Task brief:
Look through the data that follows and copy each line with the string "window".

Stored items

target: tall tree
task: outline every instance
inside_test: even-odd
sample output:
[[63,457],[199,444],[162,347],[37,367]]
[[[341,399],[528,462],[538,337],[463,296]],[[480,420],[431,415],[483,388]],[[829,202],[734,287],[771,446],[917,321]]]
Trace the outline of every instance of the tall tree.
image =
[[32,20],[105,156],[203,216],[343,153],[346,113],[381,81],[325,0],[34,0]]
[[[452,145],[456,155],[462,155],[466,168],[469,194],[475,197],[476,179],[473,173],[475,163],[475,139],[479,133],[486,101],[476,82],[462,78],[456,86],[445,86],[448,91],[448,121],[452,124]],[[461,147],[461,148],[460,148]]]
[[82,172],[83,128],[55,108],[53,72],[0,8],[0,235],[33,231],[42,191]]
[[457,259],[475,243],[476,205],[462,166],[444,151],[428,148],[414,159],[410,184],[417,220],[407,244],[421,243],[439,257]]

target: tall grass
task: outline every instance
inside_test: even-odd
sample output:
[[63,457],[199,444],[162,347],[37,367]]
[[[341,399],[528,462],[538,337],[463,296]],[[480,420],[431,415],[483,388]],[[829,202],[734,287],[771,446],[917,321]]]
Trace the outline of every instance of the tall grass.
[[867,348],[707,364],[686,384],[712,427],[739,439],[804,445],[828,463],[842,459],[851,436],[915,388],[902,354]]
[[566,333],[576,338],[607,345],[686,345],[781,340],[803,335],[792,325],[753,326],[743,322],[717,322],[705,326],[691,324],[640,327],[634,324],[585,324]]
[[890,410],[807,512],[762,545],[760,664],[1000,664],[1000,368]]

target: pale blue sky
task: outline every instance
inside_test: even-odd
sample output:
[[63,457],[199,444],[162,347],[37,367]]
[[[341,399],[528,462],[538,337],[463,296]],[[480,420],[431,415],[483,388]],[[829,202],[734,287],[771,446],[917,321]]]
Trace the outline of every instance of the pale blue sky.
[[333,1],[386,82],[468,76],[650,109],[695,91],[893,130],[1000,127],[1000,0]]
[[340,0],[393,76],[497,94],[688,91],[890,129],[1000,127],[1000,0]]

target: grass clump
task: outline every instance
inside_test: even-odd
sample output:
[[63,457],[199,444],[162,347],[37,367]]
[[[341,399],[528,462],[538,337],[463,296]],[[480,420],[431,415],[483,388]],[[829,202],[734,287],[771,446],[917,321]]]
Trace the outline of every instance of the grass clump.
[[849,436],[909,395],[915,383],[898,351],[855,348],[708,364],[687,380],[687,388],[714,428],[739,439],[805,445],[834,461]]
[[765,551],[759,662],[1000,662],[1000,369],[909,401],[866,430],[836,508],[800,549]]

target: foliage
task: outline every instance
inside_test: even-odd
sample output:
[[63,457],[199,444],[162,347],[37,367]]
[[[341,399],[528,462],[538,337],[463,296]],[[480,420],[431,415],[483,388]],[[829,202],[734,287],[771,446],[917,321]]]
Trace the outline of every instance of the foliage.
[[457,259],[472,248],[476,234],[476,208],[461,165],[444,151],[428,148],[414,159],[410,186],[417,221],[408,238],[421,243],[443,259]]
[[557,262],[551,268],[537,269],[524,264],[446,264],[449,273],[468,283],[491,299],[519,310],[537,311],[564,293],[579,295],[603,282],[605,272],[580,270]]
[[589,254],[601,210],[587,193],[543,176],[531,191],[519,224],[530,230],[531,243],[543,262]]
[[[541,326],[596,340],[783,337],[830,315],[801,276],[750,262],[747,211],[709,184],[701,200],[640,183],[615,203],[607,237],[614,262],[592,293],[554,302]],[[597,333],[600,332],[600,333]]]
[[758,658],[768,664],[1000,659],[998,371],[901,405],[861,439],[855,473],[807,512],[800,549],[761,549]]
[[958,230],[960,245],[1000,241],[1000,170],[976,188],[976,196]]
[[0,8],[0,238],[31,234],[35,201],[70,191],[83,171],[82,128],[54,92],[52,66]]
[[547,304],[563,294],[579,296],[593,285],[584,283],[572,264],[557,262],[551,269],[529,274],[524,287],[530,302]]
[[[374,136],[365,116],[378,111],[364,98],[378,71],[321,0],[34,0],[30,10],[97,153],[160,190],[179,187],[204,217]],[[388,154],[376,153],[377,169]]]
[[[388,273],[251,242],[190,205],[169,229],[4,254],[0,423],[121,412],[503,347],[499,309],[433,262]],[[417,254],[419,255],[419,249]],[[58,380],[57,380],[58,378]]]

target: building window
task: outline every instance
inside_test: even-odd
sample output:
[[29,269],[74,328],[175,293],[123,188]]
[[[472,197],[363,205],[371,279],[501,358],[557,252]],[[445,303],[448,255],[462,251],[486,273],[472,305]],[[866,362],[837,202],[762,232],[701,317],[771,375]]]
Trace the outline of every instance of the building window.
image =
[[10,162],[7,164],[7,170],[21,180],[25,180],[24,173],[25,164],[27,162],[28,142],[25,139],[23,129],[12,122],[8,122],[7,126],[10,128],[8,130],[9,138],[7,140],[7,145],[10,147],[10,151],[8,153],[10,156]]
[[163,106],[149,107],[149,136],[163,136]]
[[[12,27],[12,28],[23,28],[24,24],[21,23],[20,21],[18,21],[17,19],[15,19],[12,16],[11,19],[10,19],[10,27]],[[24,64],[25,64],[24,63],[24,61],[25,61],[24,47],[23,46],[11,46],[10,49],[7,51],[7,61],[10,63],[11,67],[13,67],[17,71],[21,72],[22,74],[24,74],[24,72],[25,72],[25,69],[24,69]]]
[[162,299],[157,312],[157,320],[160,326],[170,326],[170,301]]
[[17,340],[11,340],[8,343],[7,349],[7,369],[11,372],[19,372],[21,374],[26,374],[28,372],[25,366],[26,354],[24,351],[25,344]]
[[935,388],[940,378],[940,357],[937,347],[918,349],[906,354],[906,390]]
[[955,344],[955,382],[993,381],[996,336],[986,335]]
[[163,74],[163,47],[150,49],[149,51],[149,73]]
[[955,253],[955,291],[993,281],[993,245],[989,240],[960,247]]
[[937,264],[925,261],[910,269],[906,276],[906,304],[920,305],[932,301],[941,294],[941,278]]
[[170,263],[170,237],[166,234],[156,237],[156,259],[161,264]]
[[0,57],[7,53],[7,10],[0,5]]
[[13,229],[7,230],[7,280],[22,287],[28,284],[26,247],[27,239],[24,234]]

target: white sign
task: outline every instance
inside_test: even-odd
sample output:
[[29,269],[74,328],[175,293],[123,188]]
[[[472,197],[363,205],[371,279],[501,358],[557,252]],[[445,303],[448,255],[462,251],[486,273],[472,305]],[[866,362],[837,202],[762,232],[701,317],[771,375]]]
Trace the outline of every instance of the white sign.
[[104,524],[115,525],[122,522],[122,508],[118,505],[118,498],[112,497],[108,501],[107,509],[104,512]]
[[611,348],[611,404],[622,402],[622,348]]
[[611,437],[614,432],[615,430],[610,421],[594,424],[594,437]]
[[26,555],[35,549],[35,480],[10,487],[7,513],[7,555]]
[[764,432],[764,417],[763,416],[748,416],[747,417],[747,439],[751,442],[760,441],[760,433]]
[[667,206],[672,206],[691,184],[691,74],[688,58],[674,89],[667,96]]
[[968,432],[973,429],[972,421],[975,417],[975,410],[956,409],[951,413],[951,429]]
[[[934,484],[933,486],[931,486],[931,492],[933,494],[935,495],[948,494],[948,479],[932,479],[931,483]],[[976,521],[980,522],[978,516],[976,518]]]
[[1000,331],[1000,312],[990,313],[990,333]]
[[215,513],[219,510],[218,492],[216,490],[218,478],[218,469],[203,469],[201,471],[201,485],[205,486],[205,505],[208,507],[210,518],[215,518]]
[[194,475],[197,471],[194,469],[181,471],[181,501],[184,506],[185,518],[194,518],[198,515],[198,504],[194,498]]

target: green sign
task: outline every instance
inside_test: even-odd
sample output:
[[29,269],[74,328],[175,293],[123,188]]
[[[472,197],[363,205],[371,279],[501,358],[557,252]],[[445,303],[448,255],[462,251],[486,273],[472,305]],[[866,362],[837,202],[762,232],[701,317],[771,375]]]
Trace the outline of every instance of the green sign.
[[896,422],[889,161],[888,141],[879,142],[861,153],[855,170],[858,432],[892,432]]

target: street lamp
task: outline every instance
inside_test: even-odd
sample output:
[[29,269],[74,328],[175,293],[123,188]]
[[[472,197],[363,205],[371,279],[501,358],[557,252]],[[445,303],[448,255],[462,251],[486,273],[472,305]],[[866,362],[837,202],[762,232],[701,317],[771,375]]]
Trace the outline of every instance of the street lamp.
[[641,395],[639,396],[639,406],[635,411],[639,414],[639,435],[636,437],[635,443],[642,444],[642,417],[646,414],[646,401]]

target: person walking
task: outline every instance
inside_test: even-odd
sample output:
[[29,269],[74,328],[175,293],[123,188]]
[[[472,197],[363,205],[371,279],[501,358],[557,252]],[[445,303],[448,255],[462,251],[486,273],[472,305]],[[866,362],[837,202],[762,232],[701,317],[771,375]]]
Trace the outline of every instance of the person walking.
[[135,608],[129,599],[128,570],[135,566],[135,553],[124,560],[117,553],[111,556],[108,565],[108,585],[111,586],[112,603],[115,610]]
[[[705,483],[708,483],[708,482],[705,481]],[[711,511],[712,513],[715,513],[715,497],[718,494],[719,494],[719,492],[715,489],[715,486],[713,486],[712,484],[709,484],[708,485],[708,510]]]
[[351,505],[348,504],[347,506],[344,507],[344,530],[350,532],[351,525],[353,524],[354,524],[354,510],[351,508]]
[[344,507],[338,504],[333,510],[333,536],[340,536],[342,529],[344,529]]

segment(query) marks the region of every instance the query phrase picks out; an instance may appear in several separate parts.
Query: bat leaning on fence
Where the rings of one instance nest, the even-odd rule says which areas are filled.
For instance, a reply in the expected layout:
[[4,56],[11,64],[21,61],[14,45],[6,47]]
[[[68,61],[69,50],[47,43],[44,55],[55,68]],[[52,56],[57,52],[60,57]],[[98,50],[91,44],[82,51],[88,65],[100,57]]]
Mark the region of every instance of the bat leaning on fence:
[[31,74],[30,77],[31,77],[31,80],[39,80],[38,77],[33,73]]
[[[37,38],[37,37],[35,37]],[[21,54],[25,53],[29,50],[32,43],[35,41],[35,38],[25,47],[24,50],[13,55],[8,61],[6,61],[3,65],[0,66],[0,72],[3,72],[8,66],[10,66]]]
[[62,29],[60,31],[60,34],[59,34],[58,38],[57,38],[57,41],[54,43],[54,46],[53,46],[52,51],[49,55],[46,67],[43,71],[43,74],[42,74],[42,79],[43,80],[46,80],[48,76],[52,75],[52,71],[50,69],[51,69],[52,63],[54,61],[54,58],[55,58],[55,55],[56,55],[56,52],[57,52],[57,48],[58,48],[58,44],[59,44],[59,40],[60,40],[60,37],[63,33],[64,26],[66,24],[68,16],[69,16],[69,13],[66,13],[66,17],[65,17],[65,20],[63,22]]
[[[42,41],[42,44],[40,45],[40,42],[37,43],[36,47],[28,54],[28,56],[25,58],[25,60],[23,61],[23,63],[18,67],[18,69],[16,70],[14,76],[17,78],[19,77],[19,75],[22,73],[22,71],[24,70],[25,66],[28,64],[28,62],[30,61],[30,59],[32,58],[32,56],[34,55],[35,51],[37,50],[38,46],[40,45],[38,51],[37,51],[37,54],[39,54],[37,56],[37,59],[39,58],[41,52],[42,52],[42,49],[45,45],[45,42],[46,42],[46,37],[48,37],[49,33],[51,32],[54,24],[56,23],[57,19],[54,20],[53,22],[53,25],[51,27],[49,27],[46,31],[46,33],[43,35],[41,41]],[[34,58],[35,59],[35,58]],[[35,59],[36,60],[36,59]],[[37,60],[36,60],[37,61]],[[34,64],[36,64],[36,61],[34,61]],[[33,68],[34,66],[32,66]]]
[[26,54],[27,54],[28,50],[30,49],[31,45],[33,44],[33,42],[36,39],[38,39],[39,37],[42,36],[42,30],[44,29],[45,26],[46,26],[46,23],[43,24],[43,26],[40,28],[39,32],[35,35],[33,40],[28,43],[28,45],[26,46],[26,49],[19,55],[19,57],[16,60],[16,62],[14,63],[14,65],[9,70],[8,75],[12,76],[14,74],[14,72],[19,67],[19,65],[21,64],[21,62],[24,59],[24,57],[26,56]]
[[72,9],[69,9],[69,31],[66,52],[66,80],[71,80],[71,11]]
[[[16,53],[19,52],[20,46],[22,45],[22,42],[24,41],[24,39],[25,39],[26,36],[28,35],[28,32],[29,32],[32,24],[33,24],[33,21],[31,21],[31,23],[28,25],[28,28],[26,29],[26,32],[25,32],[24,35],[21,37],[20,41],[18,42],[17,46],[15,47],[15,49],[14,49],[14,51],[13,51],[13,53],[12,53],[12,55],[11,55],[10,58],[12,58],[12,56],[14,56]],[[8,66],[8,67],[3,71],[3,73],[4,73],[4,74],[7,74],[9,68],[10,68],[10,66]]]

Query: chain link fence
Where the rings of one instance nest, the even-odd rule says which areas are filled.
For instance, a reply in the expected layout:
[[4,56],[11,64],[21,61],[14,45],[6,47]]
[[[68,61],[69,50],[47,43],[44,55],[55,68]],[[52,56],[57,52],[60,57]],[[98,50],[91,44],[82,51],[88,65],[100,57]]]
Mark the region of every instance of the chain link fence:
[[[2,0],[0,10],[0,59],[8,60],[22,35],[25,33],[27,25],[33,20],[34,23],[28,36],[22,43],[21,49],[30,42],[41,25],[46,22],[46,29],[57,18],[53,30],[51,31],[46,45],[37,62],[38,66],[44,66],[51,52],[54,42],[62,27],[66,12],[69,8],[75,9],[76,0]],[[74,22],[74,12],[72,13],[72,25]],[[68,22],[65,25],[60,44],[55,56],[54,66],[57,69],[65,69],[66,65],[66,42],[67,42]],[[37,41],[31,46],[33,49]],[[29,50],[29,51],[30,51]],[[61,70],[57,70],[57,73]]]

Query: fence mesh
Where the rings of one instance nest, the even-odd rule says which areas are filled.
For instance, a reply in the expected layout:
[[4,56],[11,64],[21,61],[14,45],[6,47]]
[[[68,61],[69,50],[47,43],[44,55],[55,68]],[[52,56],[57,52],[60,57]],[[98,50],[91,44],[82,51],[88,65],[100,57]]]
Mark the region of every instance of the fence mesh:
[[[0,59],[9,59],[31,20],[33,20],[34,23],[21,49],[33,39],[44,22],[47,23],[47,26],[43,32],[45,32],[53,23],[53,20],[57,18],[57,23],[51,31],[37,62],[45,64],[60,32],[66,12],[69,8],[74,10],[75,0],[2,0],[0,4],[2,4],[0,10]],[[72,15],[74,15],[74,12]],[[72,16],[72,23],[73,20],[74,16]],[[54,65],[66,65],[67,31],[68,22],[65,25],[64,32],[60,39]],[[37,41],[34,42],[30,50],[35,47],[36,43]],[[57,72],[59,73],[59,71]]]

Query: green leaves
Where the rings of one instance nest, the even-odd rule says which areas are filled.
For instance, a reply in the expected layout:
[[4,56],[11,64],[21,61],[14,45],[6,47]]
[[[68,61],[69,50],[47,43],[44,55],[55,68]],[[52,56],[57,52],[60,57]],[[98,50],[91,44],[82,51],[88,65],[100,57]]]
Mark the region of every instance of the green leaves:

Finished task:
target: building window
Trace the outline of every instance of the building window.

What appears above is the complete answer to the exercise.